Text shown.
****

For years, neo-Nazis and other white nationalists celebrated Trump’s racist rhetoric.

“Man, President Trump’s Twitter account has been pure fire lately,” tweeted prominent neo-Nazi Andrew Anglin. “This is the kind of WHITE NATIONALISM we elected him for.”

Meanwhile, the former president lauded or refused to condemn far-right extremists. He famously stated that “very fine people” were among the white nationalists, neo-Nazis, alt-right adherents and other malicious bigots who came together at the Unite the Right events in Charlottesville, Virginia, in 2017, leading to the murder of a civil rights protester. Trump refused to disavow the right-wing street gang and hate group the Proud Boys or members of the QAnon cult, a far-right, pro-Trump movement predicated on anti-Semitic tropes and wild conspiracy theories. Proud Boys and QAnon fans would feature prominently in the deadly Jan. 6 insurrection.

Trump’s anti-Black attacks spiked in 2020 over the backdrop of Black Lives Matter protests, which swept the nation after a white police officer killed an unarmed Black man, George Floyd, by kneeling on his neck for nine straight minutes.

As more than 15 million people of all races marched for basic racial justice, Trump called BLM “a symbol of hate” and signed an executive order aimed at jailing people who damaged monuments to the slaveholding Confederacy and other federal property. The June 2020 order instructed the attorney general to prioritize criminal prosecutions for the destruction of monuments on federal property, with prison sentences of up to 10 years.

****

Object pointing dataset rows.
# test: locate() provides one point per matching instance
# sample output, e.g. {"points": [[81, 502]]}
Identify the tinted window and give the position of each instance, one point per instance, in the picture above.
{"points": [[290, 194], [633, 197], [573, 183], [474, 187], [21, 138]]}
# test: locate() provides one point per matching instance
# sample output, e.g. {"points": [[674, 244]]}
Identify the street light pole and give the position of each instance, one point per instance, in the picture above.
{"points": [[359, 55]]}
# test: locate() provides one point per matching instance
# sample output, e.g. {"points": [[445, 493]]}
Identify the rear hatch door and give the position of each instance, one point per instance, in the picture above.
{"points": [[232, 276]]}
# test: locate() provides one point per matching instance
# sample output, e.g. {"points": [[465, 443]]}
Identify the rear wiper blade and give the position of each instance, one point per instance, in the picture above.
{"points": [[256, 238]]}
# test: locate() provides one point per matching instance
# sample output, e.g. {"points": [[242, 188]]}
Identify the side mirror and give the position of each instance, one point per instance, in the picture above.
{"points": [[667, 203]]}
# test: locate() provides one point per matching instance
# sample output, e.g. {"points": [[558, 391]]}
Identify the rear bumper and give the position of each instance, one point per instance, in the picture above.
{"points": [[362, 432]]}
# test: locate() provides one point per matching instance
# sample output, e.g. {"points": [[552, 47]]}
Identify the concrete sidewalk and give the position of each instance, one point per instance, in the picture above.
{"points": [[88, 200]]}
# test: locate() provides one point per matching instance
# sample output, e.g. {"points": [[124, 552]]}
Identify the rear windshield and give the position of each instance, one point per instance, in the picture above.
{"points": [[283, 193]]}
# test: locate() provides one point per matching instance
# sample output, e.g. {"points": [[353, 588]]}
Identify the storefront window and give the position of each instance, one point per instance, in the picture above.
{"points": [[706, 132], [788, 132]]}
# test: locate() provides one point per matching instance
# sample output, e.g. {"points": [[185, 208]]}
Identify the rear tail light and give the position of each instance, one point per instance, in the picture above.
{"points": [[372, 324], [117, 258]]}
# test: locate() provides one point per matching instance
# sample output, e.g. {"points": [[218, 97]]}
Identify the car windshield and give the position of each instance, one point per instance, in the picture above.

****

Stated task A. In the excerpt about Trump and far-right groups, what is the longest prison sentence the June 2020 order set for destroying monuments on federal property?
Stated task B. Return every line of the listing that contains the word "output".
The excerpt about Trump and far-right groups has no connection to the listing.

Exercise answer A. Up to 10 years.

Exercise answer B.
# sample output, e.g. {"points": [[81, 502]]}
# sample output, e.g. {"points": [[674, 244]]}
# sample output, e.g. {"points": [[445, 493]]}
# sample output, e.g. {"points": [[465, 443]]}
# sample output, e.g. {"points": [[242, 188]]}
# sample output, e.g. {"points": [[558, 391]]}
# sample output, e.g. {"points": [[552, 47]]}
# sample output, e.g. {"points": [[124, 552]]}
# sample output, e.g. {"points": [[353, 588]]}
# sample output, e.g. {"points": [[185, 208]]}
# sample output, e.g. {"points": [[218, 97]]}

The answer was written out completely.